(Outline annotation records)
======
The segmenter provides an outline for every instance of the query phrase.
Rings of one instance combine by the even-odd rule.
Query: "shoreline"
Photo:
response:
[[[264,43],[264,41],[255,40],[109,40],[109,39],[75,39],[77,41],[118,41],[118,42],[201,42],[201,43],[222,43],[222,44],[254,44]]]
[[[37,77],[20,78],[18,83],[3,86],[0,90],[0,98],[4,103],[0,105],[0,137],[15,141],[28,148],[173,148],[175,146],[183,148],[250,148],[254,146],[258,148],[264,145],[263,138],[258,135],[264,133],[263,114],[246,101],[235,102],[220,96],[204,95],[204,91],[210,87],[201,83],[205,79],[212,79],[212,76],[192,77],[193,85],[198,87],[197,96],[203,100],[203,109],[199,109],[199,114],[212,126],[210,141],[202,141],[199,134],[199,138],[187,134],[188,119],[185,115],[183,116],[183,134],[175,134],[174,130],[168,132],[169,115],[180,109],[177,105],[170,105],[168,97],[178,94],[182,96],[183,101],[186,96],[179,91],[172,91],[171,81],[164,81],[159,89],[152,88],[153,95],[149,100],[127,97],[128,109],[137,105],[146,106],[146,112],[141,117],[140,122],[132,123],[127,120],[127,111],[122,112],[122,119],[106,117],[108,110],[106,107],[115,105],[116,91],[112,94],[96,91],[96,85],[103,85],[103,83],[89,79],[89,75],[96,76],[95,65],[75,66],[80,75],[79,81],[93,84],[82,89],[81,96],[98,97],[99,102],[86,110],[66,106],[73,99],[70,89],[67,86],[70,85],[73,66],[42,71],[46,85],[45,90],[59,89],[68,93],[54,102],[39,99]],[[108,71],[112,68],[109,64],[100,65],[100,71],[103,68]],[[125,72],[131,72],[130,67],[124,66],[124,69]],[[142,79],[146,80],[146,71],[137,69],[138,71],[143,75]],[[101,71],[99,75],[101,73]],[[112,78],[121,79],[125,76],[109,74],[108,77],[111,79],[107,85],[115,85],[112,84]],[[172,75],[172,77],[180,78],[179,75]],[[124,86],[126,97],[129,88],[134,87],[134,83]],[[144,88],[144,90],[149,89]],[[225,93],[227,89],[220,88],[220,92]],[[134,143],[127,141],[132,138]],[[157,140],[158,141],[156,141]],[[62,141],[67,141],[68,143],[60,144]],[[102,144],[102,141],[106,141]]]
======
• **TASK**
Output the listing above without altering a single character.

• **FINAL RESULT**
The segmenter provides an outline for every instance of the query phrase.
Rings of one instance combine by the even-odd rule.
Query: "shoreline"
Photo:
response:
[[[264,43],[264,41],[255,40],[109,40],[109,39],[75,39],[77,41],[118,41],[118,42],[201,42],[201,43],[222,43],[222,44],[254,44]]]
[[[37,77],[20,78],[18,83],[3,86],[0,90],[0,98],[4,103],[0,105],[0,137],[15,141],[28,148],[173,148],[175,146],[183,148],[250,148],[254,146],[258,148],[264,145],[263,138],[258,135],[264,133],[263,114],[246,101],[235,102],[220,96],[204,95],[204,91],[210,87],[201,83],[205,79],[212,79],[212,76],[192,77],[193,85],[198,87],[197,96],[203,100],[203,109],[199,109],[199,114],[212,126],[210,141],[202,141],[199,134],[199,138],[187,134],[188,119],[185,115],[183,116],[183,134],[175,134],[174,130],[168,132],[169,115],[180,109],[177,105],[170,105],[168,97],[178,94],[182,96],[183,101],[186,96],[179,91],[172,91],[171,81],[164,81],[159,89],[152,88],[153,95],[149,100],[127,97],[128,109],[137,105],[146,106],[146,112],[141,117],[140,122],[132,123],[127,120],[127,111],[122,112],[122,119],[106,117],[108,110],[106,107],[115,105],[116,91],[112,94],[96,91],[96,85],[103,85],[103,83],[89,79],[89,75],[96,76],[95,65],[75,66],[80,75],[79,81],[93,84],[82,89],[81,96],[98,97],[99,102],[86,110],[66,106],[73,99],[70,89],[67,86],[70,85],[73,66],[42,71],[46,85],[45,90],[59,89],[68,93],[54,102],[39,99]],[[108,71],[112,68],[109,64],[100,65],[100,71],[103,68]],[[125,72],[131,72],[130,67],[124,66],[124,69]],[[142,79],[146,80],[146,71],[137,69],[138,71],[143,75]],[[101,71],[99,75],[101,73]],[[112,78],[121,79],[125,76],[109,74],[108,77],[111,79],[107,85],[115,85],[112,84]],[[172,75],[172,77],[180,78],[179,75]],[[124,86],[126,97],[129,88],[134,87],[134,83]],[[144,88],[144,90],[149,89]],[[225,93],[227,89],[220,88],[220,92]],[[134,143],[127,141],[132,138]],[[157,140],[158,141],[156,141]],[[62,141],[67,141],[68,143],[60,144]],[[102,144],[102,141],[106,141]]]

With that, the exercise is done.